_CONSIGNES_
Rédigez la suite de l'article sur l'arrivée de 153 Palestiniens en Afrique du Sud, à partir de sa dernière phrase.

┌─ EXTRAIT

Pretoria ne décolère pas. L’arrivée en Afrique du Sud de 153 Palestiniens à bord d’un avion, la semaine dernière, est « suspecte » et révèle « une volonté manifeste d’expulser les Palestiniens de Gaza et de Cisjordanie », a estimé ce lundi le ministre sud-africain des Affaires étrangères. « Nous ne voulons plus d’aucun vol à destination de notre territoire, car il s’agit d’un plan manifeste visant à chasser les Palestiniens de Gaza, de Cisjordanie et des zones environnantes, ce à quoi l’Afrique du Sud s’oppose fermement », a déclaré Ronald Lamola.

« Une opération orchestrée » ?

Le groupe est arrivé à bord d’un vol charter, sans tampons de sortie d’Israël sur leurs passeports. Une organisation obscure nommée Al-Majd serait impliquée dans leur voyage depuis Gaza, selon les passagers palestiniens. « Cela semble s’inscrire dans un plan plus vaste visant à déplacer les Palestiniens de Palestine vers différentes régions du monde, et il s’agit manifestement d’une opération orchestrée », a ajouté le ministre.

Le président sud-africain Cyril Ramaphosa a annoncé ce vendredi que son pays comptait élucider les circonstances de l’arrivée « mystérieuse » des 153 Palestiniens jeudi dernier à l’aéroport de Johannesburg.

Les 153 hommes, femmes et enfants ont été bloqués par la police aux frontières dans leur appareil pendant plus de douze heures. Le ministère de l’Intérieur a finalement autorisé l’entrée des passagers sur le sol sud-africain, après avoir reçu l’engagement de l’ONG sud-africaine Gift of the Givers qu’ils seraient pris en charge et hébergés.

└─
┌─ ENTRÉES

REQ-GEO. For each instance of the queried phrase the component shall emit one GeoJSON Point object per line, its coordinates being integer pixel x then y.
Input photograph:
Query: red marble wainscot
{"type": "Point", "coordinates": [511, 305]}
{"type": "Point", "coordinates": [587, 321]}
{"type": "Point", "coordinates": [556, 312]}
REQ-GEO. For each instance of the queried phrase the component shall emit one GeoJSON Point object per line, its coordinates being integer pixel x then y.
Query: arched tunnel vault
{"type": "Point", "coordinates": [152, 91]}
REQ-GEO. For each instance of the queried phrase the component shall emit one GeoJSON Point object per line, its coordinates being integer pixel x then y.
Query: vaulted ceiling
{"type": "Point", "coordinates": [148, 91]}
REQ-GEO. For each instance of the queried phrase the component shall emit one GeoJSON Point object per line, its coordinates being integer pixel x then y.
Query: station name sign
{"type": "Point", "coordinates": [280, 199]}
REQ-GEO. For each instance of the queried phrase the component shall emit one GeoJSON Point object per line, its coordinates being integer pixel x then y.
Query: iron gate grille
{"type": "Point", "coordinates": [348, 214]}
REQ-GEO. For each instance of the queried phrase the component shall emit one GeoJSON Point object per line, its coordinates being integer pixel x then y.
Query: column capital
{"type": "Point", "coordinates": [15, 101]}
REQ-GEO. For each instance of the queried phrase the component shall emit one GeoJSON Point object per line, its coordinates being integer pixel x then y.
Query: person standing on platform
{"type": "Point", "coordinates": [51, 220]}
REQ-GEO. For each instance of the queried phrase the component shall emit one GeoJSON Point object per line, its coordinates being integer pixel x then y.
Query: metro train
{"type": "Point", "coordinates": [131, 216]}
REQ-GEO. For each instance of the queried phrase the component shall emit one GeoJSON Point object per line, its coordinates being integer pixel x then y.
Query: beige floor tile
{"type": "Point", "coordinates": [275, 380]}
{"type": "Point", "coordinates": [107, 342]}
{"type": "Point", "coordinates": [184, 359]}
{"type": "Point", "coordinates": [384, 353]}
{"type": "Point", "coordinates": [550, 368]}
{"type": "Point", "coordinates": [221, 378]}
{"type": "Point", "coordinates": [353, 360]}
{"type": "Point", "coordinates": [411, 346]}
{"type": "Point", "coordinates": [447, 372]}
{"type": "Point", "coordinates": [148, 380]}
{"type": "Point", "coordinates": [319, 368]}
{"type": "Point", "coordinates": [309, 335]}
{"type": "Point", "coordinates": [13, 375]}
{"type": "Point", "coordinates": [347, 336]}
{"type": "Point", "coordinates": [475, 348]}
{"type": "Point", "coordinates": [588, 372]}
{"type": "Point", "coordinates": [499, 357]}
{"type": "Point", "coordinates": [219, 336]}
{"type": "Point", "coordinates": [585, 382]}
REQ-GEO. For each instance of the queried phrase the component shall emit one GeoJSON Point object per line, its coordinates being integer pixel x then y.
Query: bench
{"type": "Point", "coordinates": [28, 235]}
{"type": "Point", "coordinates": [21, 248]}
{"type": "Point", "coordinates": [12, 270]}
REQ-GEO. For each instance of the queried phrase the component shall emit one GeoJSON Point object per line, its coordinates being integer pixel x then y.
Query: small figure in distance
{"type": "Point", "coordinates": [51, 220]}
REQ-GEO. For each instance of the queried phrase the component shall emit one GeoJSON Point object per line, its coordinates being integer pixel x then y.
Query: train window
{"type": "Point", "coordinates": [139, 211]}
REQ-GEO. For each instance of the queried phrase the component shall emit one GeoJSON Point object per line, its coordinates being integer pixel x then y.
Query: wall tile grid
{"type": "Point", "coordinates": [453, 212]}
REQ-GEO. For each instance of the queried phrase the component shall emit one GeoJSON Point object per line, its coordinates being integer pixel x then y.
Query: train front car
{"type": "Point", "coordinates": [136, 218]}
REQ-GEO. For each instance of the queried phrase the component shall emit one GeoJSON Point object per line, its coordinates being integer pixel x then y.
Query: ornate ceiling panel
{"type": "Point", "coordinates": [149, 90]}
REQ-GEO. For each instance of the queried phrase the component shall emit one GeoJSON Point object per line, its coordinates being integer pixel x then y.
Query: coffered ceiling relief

└─

_RÉPONSE PROPOSÉE_
L’ONG a déclaré à l’AFP que les Palestiniens qu’elle aide ont affirmé avoir payé environ 2 000 dollars par personne à Al-Majd pour le voyage et qu’ils ne savaient pas qu’ils allaient en Afrique du Sud. « Ce qu’on nous a dit, c’est qu’on leur avait promis (…) une forme de sécurité dans un pays qui les accueillerait », a déclaré la représentante de l’ONG Sarah Oosthuizen à l’AFP. Certains d’entre eux pensaient se rendre en Indonésie en Malaisie ou en Inde, selon la même source.

130 Palestiniens entrés avec un visa provisoire

Selon un membre du groupe de la société civile propalestinienne Social Intifada à Johannesburg, les Palestiniens ont déclaré qu’Al-Majd avait fait de la publicité sur les réseaux sociaux pour des « évacuations et relocalisations » hors de Gaza. « On leur a demandé de verser de l’argent sur un compte et d’attendre un préavis d’un jour avant le départ », a déclaré Khalid Vawda à l’AFP.

« Ils ont été emmenés par point de passage de Kerem Shalom, où ils ont dû abandonner tous leurs biens. Ils n’étaient autorisés à emporter que leurs téléphones portables, les vêtements qu’ils portaient et l’argent liquide en leur possession », a-t-il ajouté. Sur les 153 Palestiniens arrivés jeudi, 130 sont entrés sur le territoire avec un visa provisoire de 90 jours et les 23 autres ont décidé de prendre des vols de correspondance pour la destination de leur choix.

Le fondateur de l’ONG Gift of the Givers, Imtiaz Sooliman, a expliqué jeudi ne pas savoir qui avait affrété l’appareil et révélé qu’un premier avion transportant 176 Palestiniens avait atterri à Johannesburg le 28 octobre dans des circonstances similaires. Les voyageurs du premier groupe « ne savaient absolument pas qu’ils venaient en Afrique du Sud », selon Sarah Oosthuizen.

Le deuxième avion – qui transportait des hommes, des femmes et des enfants – a décollé de l’aéroport d’Eilat (sud d’Israël) pour se rendre à Nairobi. Les passagers ont ensuite embarqué dans l’avion affrété pour Johannesburg, a-t-elle ajouté. Par ailleurs, l’hébergement qui leur avait été promis à leur arrivée s’est avéré n’avoir été réservé que pour une semaine, et « une fois installés dans ces logements, leur contact avec Al-Majd s’est interrompu », selon Sarah Oosthuizen.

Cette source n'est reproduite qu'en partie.